### Your objective
When you reach the line containing "Note: spot the black fan" in the entries below, begin reproducing lines exactly, and stop once the line containing "Note: spot the bed frame" is done.

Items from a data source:
· · · · · · ·

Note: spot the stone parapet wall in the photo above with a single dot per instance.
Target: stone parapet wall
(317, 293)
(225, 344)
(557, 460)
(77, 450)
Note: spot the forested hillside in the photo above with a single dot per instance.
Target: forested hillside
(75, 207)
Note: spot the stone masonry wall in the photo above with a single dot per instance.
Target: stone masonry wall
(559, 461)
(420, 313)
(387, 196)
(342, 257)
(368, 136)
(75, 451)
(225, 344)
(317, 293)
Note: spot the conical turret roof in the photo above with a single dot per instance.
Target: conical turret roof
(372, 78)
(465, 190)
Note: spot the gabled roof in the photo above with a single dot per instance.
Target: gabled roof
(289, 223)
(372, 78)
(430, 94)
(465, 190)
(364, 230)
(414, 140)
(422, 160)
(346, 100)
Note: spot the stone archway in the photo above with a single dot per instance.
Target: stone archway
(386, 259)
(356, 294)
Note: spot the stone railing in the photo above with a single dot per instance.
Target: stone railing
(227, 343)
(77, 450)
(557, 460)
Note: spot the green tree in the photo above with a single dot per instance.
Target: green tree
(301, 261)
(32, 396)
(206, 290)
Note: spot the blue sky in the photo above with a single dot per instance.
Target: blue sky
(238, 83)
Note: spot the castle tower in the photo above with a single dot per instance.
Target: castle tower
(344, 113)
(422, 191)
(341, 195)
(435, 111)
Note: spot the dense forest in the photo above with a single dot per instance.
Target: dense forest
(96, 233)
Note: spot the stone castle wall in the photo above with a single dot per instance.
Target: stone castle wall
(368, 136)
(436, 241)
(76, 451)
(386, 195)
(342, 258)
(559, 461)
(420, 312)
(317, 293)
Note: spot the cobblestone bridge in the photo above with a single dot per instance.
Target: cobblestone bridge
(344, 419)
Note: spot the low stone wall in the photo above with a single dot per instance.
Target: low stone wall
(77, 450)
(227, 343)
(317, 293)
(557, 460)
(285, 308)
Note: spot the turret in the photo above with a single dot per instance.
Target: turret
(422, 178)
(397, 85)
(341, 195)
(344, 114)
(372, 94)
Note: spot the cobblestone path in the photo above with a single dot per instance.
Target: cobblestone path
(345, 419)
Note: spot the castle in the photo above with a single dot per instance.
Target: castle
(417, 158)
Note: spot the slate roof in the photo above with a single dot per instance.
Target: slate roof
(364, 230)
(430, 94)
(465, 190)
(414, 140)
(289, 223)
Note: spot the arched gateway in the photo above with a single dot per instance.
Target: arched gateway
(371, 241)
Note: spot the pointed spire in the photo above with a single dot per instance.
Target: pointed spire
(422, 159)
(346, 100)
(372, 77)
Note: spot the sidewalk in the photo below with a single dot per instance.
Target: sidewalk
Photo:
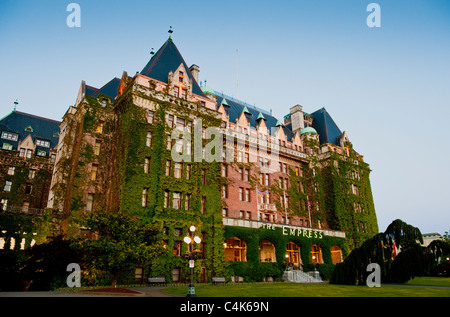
(133, 292)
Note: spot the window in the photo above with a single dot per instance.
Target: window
(150, 116)
(146, 165)
(25, 206)
(7, 146)
(316, 254)
(203, 205)
(4, 204)
(166, 199)
(97, 147)
(188, 171)
(187, 202)
(10, 136)
(225, 212)
(144, 197)
(42, 143)
(100, 127)
(181, 123)
(224, 170)
(176, 201)
(7, 187)
(235, 250)
(247, 194)
(11, 170)
(149, 139)
(168, 164)
(177, 170)
(90, 202)
(94, 172)
(224, 191)
(267, 251)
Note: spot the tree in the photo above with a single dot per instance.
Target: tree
(122, 242)
(413, 260)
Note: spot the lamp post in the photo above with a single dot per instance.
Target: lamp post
(190, 239)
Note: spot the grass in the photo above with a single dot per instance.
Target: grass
(319, 290)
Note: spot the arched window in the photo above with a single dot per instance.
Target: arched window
(316, 254)
(293, 255)
(336, 254)
(267, 251)
(235, 249)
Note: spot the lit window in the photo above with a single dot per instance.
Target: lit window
(100, 127)
(149, 139)
(10, 136)
(7, 187)
(11, 170)
(94, 172)
(97, 147)
(144, 197)
(150, 116)
(7, 146)
(177, 170)
(42, 143)
(90, 202)
(176, 201)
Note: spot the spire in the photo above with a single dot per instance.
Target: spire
(245, 110)
(260, 116)
(165, 60)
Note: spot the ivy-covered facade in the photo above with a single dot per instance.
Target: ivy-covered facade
(275, 195)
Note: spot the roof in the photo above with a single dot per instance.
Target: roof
(167, 59)
(237, 108)
(42, 128)
(326, 127)
(109, 89)
(309, 130)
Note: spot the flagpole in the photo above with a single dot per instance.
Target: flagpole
(309, 211)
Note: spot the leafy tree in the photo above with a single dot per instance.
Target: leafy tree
(413, 260)
(121, 242)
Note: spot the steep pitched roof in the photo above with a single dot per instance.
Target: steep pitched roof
(109, 89)
(326, 127)
(42, 128)
(236, 109)
(167, 59)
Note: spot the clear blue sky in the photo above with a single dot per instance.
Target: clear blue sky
(387, 87)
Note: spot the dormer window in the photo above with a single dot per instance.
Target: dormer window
(10, 136)
(42, 143)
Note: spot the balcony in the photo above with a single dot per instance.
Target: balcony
(23, 210)
(266, 207)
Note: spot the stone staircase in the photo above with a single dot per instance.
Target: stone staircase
(297, 276)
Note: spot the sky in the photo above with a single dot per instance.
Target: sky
(388, 87)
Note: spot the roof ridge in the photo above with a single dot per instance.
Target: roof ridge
(36, 116)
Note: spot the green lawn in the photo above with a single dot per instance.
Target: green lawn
(319, 290)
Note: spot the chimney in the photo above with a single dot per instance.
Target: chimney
(298, 124)
(194, 69)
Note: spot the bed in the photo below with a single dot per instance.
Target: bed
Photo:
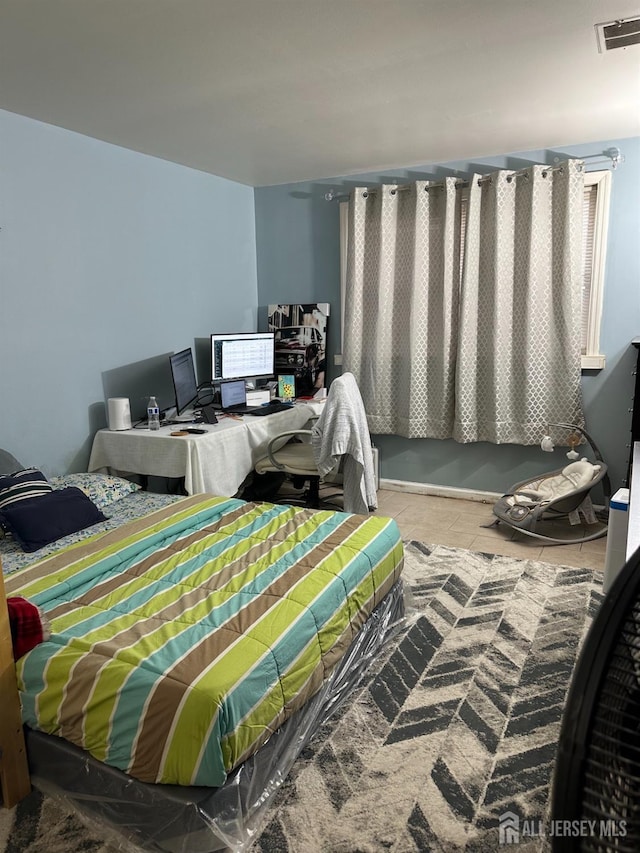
(196, 644)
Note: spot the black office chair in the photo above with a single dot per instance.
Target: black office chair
(290, 458)
(337, 449)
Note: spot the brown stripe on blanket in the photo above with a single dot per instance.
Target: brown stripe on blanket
(198, 657)
(139, 569)
(161, 709)
(320, 672)
(60, 560)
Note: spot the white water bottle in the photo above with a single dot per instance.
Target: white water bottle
(153, 413)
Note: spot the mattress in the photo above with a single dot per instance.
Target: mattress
(182, 640)
(119, 726)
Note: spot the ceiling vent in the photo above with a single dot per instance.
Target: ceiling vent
(618, 34)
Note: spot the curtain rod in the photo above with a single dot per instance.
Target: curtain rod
(612, 154)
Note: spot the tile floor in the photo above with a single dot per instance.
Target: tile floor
(449, 521)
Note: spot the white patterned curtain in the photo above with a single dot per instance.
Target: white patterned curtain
(401, 307)
(519, 344)
(494, 359)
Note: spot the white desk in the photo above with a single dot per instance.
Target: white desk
(217, 462)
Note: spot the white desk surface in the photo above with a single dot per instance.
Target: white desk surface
(633, 530)
(217, 462)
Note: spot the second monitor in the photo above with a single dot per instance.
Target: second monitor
(184, 380)
(244, 355)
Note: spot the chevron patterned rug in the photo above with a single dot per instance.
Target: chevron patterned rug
(457, 724)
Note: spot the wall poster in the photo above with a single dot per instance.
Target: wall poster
(301, 344)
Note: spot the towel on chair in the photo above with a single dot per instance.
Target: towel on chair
(342, 431)
(29, 626)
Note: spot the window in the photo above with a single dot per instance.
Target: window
(595, 211)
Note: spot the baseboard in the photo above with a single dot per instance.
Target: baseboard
(439, 491)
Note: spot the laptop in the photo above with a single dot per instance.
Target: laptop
(233, 397)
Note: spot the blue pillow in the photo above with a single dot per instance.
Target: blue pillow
(35, 522)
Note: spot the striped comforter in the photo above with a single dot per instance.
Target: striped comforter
(183, 639)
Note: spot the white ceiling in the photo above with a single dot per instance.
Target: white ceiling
(275, 91)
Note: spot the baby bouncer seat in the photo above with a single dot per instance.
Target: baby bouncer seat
(534, 506)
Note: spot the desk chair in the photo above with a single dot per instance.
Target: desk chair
(338, 441)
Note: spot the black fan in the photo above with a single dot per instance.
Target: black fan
(597, 771)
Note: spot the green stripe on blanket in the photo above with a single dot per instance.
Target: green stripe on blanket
(180, 642)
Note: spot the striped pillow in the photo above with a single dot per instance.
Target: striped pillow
(28, 483)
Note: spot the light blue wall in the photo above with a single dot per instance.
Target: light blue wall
(107, 257)
(297, 235)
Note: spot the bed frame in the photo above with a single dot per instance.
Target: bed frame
(185, 814)
(15, 783)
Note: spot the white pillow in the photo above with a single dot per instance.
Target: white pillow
(103, 489)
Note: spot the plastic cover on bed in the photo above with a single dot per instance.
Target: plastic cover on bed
(175, 819)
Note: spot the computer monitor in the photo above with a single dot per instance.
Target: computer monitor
(244, 355)
(184, 379)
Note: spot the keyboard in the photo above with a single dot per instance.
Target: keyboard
(270, 408)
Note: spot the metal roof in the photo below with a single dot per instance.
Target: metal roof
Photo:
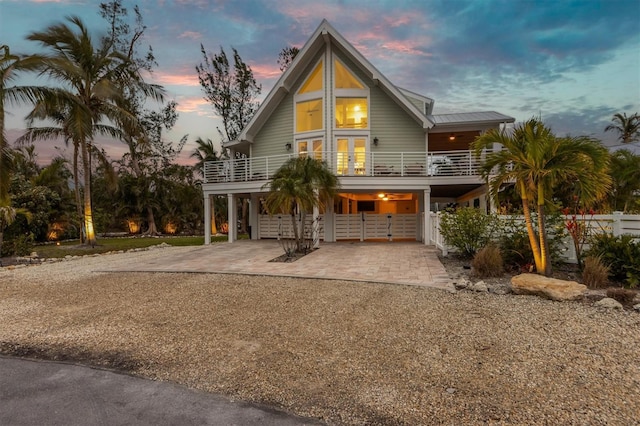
(470, 117)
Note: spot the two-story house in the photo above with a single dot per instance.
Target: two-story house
(396, 161)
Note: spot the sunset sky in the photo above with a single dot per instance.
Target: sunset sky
(575, 63)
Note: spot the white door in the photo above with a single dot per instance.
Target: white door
(351, 156)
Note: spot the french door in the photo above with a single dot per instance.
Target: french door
(351, 156)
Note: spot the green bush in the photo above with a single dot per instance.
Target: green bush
(488, 262)
(621, 254)
(468, 229)
(595, 274)
(514, 241)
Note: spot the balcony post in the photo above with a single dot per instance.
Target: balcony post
(207, 219)
(427, 216)
(231, 216)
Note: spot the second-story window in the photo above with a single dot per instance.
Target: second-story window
(309, 102)
(351, 99)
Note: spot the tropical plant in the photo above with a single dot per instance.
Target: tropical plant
(300, 185)
(628, 128)
(621, 254)
(231, 91)
(10, 65)
(468, 229)
(7, 216)
(537, 162)
(487, 262)
(93, 82)
(625, 173)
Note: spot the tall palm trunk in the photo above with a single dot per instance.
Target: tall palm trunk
(533, 241)
(135, 165)
(76, 191)
(152, 230)
(214, 227)
(542, 229)
(88, 212)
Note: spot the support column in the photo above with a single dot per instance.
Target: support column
(207, 219)
(315, 234)
(493, 208)
(329, 223)
(254, 210)
(232, 216)
(427, 216)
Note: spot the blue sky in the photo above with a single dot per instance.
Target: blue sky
(575, 63)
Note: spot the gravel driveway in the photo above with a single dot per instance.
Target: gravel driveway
(343, 352)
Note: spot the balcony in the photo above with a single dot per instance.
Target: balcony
(387, 165)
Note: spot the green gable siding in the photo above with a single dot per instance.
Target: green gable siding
(395, 129)
(417, 102)
(276, 132)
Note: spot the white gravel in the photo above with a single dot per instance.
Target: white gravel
(343, 352)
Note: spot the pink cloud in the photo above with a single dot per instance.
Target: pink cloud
(193, 35)
(409, 47)
(196, 105)
(176, 79)
(266, 72)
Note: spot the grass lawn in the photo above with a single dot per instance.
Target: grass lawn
(104, 245)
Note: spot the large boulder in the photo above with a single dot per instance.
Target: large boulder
(549, 288)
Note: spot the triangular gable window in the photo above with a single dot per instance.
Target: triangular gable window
(345, 79)
(314, 82)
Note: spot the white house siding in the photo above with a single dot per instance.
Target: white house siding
(417, 102)
(276, 132)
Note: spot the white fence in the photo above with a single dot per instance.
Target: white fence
(361, 226)
(616, 224)
(280, 226)
(384, 164)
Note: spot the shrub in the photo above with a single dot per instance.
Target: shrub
(515, 246)
(622, 295)
(621, 254)
(595, 273)
(488, 262)
(468, 229)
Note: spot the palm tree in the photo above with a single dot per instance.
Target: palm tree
(625, 172)
(301, 184)
(537, 162)
(205, 151)
(10, 65)
(628, 128)
(94, 81)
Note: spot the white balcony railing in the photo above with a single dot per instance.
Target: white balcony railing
(386, 164)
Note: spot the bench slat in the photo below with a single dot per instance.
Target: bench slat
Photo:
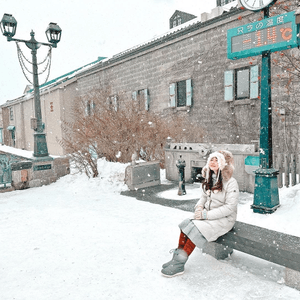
(270, 245)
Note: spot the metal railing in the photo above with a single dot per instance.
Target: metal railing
(289, 168)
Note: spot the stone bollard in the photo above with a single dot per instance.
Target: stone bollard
(180, 164)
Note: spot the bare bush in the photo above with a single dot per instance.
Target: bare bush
(101, 128)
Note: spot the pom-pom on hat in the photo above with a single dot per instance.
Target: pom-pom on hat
(225, 163)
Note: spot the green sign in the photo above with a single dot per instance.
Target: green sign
(41, 167)
(270, 34)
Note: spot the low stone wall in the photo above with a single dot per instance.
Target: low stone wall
(142, 175)
(35, 173)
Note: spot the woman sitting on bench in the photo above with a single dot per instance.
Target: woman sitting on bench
(215, 212)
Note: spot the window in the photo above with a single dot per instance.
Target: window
(241, 83)
(112, 102)
(89, 108)
(11, 113)
(177, 21)
(142, 99)
(181, 93)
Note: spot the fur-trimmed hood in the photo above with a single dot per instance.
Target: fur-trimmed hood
(225, 162)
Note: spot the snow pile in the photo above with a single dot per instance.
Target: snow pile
(80, 239)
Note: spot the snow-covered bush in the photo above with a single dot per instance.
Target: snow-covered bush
(115, 129)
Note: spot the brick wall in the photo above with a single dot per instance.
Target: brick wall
(200, 54)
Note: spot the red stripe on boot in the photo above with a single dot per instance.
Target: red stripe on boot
(182, 240)
(189, 246)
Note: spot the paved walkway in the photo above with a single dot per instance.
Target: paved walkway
(167, 195)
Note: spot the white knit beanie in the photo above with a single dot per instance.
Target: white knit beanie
(221, 163)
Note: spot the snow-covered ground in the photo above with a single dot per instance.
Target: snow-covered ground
(80, 239)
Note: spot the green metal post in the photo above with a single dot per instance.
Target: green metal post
(266, 198)
(40, 144)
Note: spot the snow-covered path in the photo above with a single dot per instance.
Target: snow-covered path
(80, 239)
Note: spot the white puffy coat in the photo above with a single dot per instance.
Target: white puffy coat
(221, 210)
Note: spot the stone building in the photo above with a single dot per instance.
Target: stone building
(183, 72)
(57, 97)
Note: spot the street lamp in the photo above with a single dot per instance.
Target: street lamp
(8, 27)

· · · · · · ·

### Solution
Note: spot the black fan in the photo above with a single dot per instance.
Target: black fan
(597, 771)
Note: spot the green stripe on blanket in the photo above with a single dot per instance.
Target: green stripe on blanket
(180, 642)
Note: spot the striped pillow in the photo above with a single dot per instance.
Target: striped pillow
(28, 483)
Note: spot the light blue wall in the photo above with a single dot per instance.
Target: light blue wall
(107, 257)
(297, 235)
Note: spot the bed frame in the photo above with a single dot per instance.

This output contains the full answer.